- WRITTEN EXERCISE:
Please turn every line of the listing below into a numbered list, leaving out any blank lines.

-*-*-

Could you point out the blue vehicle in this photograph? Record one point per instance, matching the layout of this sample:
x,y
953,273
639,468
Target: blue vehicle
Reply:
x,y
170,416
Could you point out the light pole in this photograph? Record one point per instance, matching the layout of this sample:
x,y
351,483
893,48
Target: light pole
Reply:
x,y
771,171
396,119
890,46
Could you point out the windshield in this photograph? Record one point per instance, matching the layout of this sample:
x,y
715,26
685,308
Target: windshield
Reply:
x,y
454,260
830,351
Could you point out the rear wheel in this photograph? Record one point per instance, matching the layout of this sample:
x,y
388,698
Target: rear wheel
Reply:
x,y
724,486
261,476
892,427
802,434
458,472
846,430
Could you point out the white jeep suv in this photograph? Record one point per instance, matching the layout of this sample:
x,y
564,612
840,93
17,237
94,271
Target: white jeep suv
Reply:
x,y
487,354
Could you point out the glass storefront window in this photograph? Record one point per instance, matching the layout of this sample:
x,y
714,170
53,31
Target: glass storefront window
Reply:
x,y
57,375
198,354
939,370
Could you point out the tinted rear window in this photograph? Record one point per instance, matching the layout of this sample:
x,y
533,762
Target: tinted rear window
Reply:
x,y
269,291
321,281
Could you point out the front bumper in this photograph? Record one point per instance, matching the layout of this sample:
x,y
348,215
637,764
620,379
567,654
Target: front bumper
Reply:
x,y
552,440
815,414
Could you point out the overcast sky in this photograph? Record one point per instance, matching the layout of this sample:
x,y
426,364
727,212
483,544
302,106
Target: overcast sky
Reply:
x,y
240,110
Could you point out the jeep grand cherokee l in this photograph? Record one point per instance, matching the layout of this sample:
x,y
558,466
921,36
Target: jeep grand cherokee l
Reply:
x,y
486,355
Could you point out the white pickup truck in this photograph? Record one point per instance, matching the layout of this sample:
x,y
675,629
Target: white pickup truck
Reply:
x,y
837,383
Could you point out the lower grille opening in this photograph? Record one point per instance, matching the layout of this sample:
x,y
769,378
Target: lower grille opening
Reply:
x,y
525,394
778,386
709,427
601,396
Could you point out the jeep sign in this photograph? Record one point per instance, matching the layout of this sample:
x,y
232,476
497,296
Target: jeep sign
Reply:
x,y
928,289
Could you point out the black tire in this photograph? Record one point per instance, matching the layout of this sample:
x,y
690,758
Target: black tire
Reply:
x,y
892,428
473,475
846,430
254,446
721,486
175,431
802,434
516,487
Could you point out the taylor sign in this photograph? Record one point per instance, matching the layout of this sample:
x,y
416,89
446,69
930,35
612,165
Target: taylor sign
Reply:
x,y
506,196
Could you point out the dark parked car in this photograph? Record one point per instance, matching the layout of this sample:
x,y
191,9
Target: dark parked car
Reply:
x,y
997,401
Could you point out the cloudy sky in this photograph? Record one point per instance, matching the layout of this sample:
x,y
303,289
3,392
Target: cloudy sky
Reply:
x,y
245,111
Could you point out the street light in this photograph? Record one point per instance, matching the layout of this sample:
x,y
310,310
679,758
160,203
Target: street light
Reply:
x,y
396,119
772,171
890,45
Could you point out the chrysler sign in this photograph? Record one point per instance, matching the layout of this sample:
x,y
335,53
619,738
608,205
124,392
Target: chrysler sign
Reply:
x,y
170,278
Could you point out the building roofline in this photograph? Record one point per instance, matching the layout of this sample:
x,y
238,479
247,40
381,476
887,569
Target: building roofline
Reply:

-*-*-

- PROBLEM SOLUTION:
1. Could you point out the blue vehicle in this photograph? Record one point per instance, matching the layout of this sample:
2. x,y
3. 953,273
4. 639,468
5. Target: blue vehicle
6. Reply:
7. x,y
8. 170,416
9. Could you point out the light pole in this photograph? Record one point per instance, matching the layout of this sample:
10. x,y
11. 351,483
12. 893,48
13. Target: light pole
14. Reply:
15. x,y
16. 771,171
17. 396,119
18. 890,46
19. Could you point out the windshield in this photograph? Record one point per instance, matching the layout of this sample:
20. x,y
21. 715,26
22. 685,308
23. Target: windshield
24. Reply:
25. x,y
26. 454,260
27. 830,351
28. Could you point out the rear wheel in this photograph? Record one point per instance, matching the layout of this sample:
29. x,y
30. 388,698
31. Target: rear wheel
32. Reply:
33. x,y
34. 724,486
35. 261,476
36. 892,427
37. 802,434
38. 458,472
39. 846,430
40. Could you point out the white jeep suv in this photograph? Record one point per instance, matching the layout of this sample:
41. x,y
42. 564,612
43. 840,93
44. 17,237
45. 94,271
46. Target: white jeep suv
47. Reply:
48. x,y
49. 487,354
50. Could you point out the glass storefront window in this photograph? Record one point per instance, matching the layout of this sample:
51. x,y
52. 714,170
53. 53,31
54. Target: glass storefront window
55. Reply:
56. x,y
57. 57,375
58. 198,354
59. 939,370
60. Could you point out the tinted rear window in this photograph? Record one point per instance, matching the layout of this sample:
61. x,y
62. 533,762
63. Target: tinted rear window
64. Reply:
65. x,y
66. 269,291
67. 321,281
68. Could you point out the front bumper in this photograph? Record one point per instance, matching the layout of this sample:
69. x,y
70. 348,215
71. 637,764
72. 620,379
73. 567,654
74. Target: front bumper
75. Reply:
76. x,y
77. 552,440
78. 815,414
79. Could you point out the overcast sky in this photograph? Record one point per instance, matching the layout of this sample:
80. x,y
81. 426,364
82. 727,212
83. 483,544
84. 302,106
85. Target: overcast sky
86. Reply:
87. x,y
88. 240,110
89. Could you point out the jeep grand cherokee l in this photograph? Record one point per instance, matching the layout of this sample:
90. x,y
91. 558,466
92. 921,36
93. Target: jeep grand cherokee l
94. Reply:
95. x,y
96. 486,355
97. Could you point out the white pickup truck in this photograph? Record one point per instance, matching the layout of this sample:
98. x,y
99. 675,629
100. Target: white pickup truck
101. Reply:
102. x,y
103. 837,383
104. Could you point out the lower grille opening in this photograph? Record one point per instance, matching the layout of this sample:
105. x,y
106. 769,378
107. Target: lower grille opening
108. Reply:
109. x,y
110. 525,394
111. 778,386
112. 709,427
113. 601,396
114. Could you point out the jeep sign in this photograph? Record one point per instance, matching the layout of this sample:
115. x,y
116. 232,476
117. 497,296
118. Target: jeep sign
119. Reply:
120. x,y
121. 928,289
122. Could you point out the black tire in this photograph? Record one point per instance, matching the layout of this sample:
123. x,y
124. 690,758
125. Target: black tire
126. Reply:
127. x,y
128. 892,428
129. 473,475
130. 846,430
131. 254,446
132. 721,486
133. 175,431
134. 802,434
135. 516,487
136. Could you point out the taylor sign in this photograph? Record one point per instance, matching the layout of this sample:
137. x,y
138. 416,89
139. 446,69
140. 930,35
141. 612,165
142. Target: taylor sign
143. Reply:
144. x,y
145. 506,196
146. Could you point out the dark parked car in this photograph? Record one point per instance, matching the layout of this sample:
147. x,y
148. 191,9
149. Target: dark parked car
150. Reply:
151. x,y
152. 997,401
153. Could you point out the cloudy sky in this photograph? Record one point per instance, matching the layout of this sample:
154. x,y
155. 303,289
156. 3,392
157. Target: cloudy sky
158. Reply:
159. x,y
160. 245,111
161. Could you point out the street light in this photograph? Record one point per instance, matching the layout of this sample:
162. x,y
163. 310,310
164. 679,758
165. 160,203
166. Target: street light
167. Reply:
168. x,y
169. 396,119
170. 772,171
171. 890,45
172. Could you point out the chrysler sign in this photograph? Record one point per instance, matching the layout of this sample:
173. x,y
174. 335,53
175. 619,738
176. 608,205
177. 124,392
178. Target: chrysler sign
179. Reply:
180. x,y
181. 170,278
182. Could you point out the building roofline in this photograph? Record one point per instance, matching the layout of this sample:
183. x,y
184. 238,479
185. 247,40
186. 381,476
187. 887,569
188. Target: building roofline
189. Reply:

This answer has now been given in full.